FILE - A boy hangs up copies of the English-language Phnom Penh Post at a newsstand in Phnom Penh, Cambodia, Jan. 8, 2008.
FILE - A boy hangs up copies of the English-language Phnom Penh Post at a newsstand in Phnom Penh, Cambodia, Jan. 8, 2008.

The newspaper widely considered the last independent media voice in Cambodia has been sold by its Australian publisher to a Malaysian investor.

Saturday's announcement by Post Media CEO Bill Clough identified the buyer of the English-language Phnom Penh Post as Sivakumar G., who was described as having an experienced journalist's background and representing a strong investment group from Malaysia. No price was given.

"The recent times have been a challenge, as the worldwide decline in market share for newspaper advertising has also been felt here in Cambodia,'' Clough, who bought the newspaper in 2008, said in his statement.

Politics has been at least as big a threat to the Cambodian press.

Prime Minister Hun Sen's government has shuttered virtually all independent media and convinced the courts to dissolve the only credible opposition party ahead of a general election this July.

The Post's main English-language rival, the Cambodia Daily, shut its doors last year after being presented with an onerous tax bill, an action that many believe was politically motivated.

(Data extract):
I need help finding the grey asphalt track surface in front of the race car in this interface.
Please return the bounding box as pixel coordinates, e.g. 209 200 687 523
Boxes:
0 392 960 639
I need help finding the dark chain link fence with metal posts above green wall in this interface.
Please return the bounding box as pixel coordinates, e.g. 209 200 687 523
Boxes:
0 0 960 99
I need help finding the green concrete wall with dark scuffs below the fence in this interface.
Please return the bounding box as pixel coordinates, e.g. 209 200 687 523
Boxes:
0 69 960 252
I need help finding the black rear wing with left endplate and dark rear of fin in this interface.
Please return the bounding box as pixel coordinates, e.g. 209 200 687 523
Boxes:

* * *

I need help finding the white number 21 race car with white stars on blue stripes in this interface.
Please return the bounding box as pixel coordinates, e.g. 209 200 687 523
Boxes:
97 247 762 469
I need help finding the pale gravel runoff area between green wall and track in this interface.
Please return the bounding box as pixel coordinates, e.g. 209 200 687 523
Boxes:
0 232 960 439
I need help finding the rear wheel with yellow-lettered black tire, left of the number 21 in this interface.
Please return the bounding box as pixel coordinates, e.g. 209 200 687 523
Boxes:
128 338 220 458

(Instructions for the task):
In the news item about the Phnom Penh Post's sale, why did the Cambodia Daily close last year?

(Response area):
It shut down after being handed an onerous tax bill.